Source extract –
☆ ☆ ☆
By 1851, houses had been built spasmodically along the Hagley Road as far as Rotton Park Road. Portland & York Roads were cut during this decade. As Edgbaston's population grew, the Church of England responded by building new churches and St. George's Church, Edgbaston, was consecrated in 1838 and St James's in 1852.

In 1864, Joseph Gillott, the wealthy pen manufacturer, who was then resident in Westbourne Road, Edgbaston, discussed with J. A. Chatwin the location for a new church.

Following an open competition, the design by J. A. Chatwin was chosen. Chatwin had suggested "forming an island site a short distance from the Hagley Road which should be approached by a straight road from that thoroughfare". This site was offered to the ecclesiastical authorities for a new church as existing church accommodation was inadequate for the population of 18,000. A Subscription Account raised £9,000, for the building of a church dedicated to St Augustine of Hippo.
☆ ☆ ☆
Data below –

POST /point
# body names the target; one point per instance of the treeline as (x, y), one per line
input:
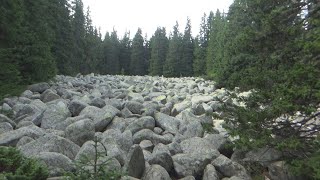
☆ ☆ ☆
Directions –
- a) According to the Edgbaston passage, on which road was Joseph Gillott living in 1864?
- b) Copy the part of the Edgbaston passage that starts with the words containing "In 1864, Joseph" and ends with "Augustine of Hippo.".
The listing comes from a different source than the Edgbaston passage.

Expected results –
- a) Westbourne Road, Edgbaston.

- b)
In 1864, Joseph Gillott, the wealthy pen manufacturer, who was then resident in Westbourne Road, Edgbaston, discussed with J. A. Chatwin the location for a new church.

Following an open competition, the design by J. A. Chatwin was chosen. Chatwin had suggested "forming an island site a short distance from the Hagley Road which should be approached by a straight road from that thoroughfare". This site was offered to the ecclesiastical authorities for a new church as existing church accommodation was inadequate for the population of 18,000. A Subscription Account raised £9,000, for the building of a church dedicated to St Augustine of Hippo.